> **What to do**: Would you restate, exactly as they appear, the lines from the one containing "point: long blue tail feather" through the end of the data below?

__________________________________________________

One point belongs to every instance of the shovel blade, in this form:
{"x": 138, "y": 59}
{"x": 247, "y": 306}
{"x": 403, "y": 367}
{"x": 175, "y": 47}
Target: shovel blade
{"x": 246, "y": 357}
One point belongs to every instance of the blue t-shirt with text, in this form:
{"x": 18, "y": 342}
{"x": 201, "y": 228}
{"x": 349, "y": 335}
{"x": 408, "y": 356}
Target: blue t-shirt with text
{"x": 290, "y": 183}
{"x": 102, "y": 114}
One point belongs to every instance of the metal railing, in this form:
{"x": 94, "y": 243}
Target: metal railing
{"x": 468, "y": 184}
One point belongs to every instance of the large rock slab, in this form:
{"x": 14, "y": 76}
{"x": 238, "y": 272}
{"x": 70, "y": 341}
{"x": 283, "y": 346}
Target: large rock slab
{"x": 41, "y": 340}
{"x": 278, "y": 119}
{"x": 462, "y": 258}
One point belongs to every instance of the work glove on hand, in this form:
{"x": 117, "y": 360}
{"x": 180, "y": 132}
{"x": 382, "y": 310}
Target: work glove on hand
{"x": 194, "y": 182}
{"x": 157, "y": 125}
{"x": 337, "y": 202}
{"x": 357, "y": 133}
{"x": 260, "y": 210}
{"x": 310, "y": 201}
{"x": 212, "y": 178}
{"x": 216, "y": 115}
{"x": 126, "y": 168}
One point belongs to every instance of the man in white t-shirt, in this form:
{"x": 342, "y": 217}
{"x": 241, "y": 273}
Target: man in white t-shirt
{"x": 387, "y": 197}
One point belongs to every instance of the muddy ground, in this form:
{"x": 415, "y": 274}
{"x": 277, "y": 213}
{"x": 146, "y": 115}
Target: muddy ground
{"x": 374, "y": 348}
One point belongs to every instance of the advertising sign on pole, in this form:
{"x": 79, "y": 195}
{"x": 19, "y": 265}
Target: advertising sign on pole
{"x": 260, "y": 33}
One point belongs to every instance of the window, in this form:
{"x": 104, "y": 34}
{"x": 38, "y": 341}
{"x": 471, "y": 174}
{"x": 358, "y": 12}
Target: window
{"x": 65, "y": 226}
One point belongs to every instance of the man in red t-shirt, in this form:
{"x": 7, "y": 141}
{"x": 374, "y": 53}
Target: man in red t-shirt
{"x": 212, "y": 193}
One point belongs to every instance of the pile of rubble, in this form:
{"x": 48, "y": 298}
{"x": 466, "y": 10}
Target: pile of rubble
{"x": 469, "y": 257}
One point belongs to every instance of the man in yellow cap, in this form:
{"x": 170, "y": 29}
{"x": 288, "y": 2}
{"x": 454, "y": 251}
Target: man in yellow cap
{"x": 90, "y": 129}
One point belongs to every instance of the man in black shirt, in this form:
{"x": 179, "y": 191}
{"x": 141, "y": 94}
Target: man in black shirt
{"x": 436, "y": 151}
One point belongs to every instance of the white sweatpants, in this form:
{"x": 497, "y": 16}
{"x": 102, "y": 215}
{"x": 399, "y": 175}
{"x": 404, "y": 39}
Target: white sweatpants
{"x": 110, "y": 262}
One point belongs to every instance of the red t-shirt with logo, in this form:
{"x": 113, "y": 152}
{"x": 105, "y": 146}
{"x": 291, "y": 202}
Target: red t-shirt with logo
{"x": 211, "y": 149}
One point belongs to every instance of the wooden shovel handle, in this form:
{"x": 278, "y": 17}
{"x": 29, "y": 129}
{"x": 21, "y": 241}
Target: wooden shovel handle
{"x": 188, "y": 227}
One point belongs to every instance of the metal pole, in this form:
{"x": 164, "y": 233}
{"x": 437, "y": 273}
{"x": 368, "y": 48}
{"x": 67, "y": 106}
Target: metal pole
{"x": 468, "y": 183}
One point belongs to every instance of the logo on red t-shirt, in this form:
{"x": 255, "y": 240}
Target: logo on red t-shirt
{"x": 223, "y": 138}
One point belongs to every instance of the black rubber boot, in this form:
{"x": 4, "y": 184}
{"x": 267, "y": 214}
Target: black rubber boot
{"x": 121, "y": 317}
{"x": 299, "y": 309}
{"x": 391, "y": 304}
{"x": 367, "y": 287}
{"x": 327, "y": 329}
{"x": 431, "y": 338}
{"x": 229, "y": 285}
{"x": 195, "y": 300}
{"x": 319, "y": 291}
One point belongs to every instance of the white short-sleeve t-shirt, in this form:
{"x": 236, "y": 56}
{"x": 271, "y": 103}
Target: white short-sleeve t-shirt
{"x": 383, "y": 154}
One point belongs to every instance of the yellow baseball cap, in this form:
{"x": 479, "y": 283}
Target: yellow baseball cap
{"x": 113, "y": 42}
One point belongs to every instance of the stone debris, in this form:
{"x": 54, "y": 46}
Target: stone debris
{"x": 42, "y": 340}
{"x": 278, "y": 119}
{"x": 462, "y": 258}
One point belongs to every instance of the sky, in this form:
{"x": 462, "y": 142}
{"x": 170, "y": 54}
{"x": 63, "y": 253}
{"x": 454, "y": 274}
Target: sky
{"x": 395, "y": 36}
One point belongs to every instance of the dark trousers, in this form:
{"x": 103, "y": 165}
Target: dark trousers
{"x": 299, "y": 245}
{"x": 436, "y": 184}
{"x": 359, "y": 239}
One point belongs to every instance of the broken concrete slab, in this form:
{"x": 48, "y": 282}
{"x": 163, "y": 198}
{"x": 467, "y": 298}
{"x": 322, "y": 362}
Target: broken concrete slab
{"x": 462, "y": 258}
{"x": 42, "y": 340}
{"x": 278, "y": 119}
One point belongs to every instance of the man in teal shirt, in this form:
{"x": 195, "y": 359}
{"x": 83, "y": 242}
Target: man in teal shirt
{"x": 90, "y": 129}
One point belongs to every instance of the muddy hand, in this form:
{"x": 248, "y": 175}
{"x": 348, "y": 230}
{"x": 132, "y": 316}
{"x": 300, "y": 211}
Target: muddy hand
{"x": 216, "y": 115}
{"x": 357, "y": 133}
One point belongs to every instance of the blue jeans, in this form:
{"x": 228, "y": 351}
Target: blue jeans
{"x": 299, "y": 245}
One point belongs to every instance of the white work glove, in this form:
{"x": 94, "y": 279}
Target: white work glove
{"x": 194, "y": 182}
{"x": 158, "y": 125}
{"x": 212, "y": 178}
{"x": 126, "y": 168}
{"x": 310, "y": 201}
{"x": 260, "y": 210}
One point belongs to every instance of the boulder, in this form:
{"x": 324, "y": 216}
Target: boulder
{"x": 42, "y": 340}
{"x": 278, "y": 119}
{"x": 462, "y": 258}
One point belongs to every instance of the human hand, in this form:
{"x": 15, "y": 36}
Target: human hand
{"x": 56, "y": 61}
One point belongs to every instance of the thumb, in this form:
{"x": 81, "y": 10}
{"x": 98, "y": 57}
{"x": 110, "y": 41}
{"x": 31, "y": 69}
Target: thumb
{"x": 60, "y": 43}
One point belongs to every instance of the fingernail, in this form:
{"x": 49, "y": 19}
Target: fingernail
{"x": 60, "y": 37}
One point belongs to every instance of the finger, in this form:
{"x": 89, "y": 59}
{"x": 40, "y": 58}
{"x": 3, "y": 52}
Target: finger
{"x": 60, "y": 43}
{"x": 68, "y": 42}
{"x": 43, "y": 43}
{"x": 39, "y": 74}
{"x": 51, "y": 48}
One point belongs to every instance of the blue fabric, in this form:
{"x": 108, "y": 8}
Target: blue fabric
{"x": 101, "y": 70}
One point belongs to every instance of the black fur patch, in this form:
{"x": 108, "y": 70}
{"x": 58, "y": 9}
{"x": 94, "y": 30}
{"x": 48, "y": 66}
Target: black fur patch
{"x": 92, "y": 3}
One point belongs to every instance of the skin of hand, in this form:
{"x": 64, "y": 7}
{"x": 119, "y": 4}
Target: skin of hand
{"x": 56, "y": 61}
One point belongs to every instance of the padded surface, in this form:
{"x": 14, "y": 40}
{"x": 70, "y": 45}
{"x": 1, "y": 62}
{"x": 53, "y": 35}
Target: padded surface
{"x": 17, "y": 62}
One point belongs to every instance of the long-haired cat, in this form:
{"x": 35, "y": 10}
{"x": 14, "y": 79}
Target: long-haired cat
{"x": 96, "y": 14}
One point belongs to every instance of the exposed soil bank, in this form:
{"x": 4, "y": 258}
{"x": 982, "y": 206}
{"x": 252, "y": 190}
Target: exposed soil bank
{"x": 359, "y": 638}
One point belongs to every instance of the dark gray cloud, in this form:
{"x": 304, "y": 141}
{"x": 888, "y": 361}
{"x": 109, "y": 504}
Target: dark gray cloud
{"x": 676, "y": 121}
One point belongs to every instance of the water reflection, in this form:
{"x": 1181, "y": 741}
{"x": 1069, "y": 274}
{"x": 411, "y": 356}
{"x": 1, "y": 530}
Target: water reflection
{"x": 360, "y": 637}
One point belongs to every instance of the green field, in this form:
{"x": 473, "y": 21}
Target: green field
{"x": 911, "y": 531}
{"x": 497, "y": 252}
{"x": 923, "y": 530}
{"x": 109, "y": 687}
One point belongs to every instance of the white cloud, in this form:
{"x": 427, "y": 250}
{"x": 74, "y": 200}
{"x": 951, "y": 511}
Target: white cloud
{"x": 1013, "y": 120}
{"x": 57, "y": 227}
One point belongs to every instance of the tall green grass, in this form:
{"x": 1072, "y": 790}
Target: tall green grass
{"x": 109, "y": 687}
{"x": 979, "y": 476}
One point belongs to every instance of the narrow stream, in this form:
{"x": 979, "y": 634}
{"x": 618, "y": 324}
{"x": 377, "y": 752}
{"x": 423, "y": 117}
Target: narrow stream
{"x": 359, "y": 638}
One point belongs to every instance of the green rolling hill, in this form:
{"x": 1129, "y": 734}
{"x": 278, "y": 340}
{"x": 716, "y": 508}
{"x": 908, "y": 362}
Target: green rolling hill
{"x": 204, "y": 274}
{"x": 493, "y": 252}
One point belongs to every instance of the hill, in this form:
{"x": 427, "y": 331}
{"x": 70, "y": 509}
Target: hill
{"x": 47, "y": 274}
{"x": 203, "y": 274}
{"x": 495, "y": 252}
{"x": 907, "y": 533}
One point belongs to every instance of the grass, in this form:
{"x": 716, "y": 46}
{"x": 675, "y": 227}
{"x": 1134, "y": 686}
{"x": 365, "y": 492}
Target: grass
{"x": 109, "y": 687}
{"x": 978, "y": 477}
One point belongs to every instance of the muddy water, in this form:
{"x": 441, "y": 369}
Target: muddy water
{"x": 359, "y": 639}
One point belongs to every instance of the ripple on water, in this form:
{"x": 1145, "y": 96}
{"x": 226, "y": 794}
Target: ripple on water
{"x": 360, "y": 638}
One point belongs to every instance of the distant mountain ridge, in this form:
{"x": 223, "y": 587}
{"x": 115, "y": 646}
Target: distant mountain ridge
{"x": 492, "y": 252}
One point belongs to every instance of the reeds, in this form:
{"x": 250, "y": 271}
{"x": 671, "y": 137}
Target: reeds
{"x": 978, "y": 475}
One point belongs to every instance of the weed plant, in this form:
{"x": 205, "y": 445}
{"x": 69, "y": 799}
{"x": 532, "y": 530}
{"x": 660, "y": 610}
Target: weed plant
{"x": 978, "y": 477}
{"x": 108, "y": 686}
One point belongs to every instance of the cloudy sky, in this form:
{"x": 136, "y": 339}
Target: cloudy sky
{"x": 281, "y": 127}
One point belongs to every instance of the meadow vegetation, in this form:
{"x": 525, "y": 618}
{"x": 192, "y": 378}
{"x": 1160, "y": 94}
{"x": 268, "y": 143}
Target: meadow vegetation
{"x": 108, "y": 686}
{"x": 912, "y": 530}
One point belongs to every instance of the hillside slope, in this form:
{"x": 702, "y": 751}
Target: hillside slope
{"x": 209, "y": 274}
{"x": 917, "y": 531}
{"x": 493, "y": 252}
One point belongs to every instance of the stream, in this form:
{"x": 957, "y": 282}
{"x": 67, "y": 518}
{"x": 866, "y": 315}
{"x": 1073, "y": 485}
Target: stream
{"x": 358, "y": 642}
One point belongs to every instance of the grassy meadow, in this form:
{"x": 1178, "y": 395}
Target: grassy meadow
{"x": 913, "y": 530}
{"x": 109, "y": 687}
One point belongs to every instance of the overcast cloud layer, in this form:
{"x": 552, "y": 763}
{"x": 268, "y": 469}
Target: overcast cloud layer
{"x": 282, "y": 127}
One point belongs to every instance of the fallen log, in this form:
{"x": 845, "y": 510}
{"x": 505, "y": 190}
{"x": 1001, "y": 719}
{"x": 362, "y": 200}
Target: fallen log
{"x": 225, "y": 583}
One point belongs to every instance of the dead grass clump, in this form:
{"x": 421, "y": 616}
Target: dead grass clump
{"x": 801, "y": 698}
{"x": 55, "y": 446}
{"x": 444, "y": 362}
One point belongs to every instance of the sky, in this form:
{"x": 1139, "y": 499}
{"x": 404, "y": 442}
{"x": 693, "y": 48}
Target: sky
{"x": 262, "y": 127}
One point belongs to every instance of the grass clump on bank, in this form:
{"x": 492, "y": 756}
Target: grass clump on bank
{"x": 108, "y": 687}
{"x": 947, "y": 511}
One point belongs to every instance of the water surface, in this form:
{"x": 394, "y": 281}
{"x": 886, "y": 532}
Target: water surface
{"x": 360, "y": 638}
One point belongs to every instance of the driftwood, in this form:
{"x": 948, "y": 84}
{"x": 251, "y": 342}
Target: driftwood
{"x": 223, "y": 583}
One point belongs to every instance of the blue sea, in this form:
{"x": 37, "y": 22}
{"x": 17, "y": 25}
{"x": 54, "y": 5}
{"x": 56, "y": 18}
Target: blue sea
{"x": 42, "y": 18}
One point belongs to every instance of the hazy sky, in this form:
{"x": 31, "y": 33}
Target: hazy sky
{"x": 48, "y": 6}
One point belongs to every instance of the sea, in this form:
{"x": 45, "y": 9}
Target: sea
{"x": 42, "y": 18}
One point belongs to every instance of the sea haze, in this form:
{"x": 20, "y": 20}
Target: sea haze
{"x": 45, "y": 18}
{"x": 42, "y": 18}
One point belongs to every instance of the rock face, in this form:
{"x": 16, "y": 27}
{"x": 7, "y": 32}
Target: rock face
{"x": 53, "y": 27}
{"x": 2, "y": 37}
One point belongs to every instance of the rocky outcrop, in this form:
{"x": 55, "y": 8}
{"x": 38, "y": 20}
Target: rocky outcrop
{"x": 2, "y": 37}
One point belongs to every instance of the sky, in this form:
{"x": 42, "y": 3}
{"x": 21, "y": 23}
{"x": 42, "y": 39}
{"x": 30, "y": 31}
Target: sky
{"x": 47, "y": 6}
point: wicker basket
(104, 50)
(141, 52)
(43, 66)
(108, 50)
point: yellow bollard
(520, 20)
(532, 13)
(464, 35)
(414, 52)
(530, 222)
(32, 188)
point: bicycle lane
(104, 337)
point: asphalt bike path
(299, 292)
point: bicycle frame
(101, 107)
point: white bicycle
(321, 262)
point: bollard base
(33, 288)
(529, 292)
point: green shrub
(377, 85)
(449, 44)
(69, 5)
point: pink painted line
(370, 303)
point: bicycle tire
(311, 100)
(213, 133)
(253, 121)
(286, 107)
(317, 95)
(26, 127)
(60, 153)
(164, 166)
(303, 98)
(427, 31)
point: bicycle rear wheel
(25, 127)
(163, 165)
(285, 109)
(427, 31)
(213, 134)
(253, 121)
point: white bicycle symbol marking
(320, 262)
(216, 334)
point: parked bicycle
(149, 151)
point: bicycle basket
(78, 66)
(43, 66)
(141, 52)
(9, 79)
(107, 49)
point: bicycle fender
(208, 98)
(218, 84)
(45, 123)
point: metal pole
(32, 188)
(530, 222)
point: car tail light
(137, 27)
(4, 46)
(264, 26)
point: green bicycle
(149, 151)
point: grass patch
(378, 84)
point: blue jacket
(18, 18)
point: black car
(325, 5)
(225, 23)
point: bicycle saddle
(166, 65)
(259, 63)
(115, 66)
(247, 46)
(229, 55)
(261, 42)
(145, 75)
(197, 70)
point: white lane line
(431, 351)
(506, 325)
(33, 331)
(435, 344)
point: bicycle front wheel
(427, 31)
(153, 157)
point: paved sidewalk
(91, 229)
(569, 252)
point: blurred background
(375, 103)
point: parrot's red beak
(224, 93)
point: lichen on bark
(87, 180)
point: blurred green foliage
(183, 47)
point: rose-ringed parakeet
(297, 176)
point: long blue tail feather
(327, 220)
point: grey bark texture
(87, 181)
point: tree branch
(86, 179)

__________________________________________________

> **Your solution**:
point: long blue tail feather
(327, 220)
point: grey bark texture
(87, 181)
point: tree branch
(86, 179)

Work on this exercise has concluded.